++++ Passage shown

She is among eight slayings linked to Resendiz, 46, in Texas, Two more were tied to him in both Illinois and Florida, and one each in Kentucky, California and Georgia.


His spree in 1998 and into the summer of 1999 swept terror across Texas and then the nation, as authorities searched for an indiscriminate serial killer. The Border Patrol had picked up the Mexico native for illegal entry in early June 1999 near El Paso and released him back into Mexico, saying they were unaware Resendiz - who used numerous aliases - was on the FBI's Most Wanted list. He committed four slayings after his release.

His lethal injection Tuesday evening would be the 13th of the year in the nation's most active death penalty state. It is scheduled for after 6 p.m. CDT.

Several appeals were pending in the federal courts, including petitions before the U.S. Supreme Court asking justices to review his case and delay the punishment. The appeal blamed a previous court-appointed lawyer for missing filing deadlines that are blocking new appeals now.

++++++++
++++ Exercise data

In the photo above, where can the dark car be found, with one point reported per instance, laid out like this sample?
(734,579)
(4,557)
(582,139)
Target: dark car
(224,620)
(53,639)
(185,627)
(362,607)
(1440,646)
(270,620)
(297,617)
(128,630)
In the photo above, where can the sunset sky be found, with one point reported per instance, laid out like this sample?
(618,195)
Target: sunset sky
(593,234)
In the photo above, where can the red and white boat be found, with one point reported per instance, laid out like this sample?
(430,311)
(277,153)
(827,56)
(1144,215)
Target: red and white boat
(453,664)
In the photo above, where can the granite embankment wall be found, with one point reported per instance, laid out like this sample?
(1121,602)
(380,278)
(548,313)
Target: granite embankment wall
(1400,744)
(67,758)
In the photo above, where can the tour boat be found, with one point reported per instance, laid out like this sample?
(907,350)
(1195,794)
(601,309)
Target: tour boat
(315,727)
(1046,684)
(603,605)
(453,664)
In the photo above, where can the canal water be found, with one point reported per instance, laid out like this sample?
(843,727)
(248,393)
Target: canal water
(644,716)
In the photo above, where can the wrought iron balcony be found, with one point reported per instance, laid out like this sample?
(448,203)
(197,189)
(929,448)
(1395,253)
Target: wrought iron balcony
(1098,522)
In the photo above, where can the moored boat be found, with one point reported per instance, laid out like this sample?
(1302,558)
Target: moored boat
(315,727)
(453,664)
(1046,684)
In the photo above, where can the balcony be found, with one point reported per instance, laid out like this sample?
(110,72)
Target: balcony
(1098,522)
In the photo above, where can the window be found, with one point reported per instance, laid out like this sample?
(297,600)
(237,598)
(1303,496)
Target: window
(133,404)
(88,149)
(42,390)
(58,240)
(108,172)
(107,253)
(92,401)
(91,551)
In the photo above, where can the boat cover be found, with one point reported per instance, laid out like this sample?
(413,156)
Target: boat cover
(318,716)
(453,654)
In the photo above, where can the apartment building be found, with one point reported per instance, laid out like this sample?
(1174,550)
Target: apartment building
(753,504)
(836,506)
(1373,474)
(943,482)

++++++++

_Brief:_ Quote the passage on Resendiz word for word, starting with "She is among" and going on through "California and Georgia.".

_Solution to the problem:_
She is among eight slayings linked to Resendiz, 46, in Texas, Two more were tied to him in both Illinois and Florida, and one each in Kentucky, California and Georgia.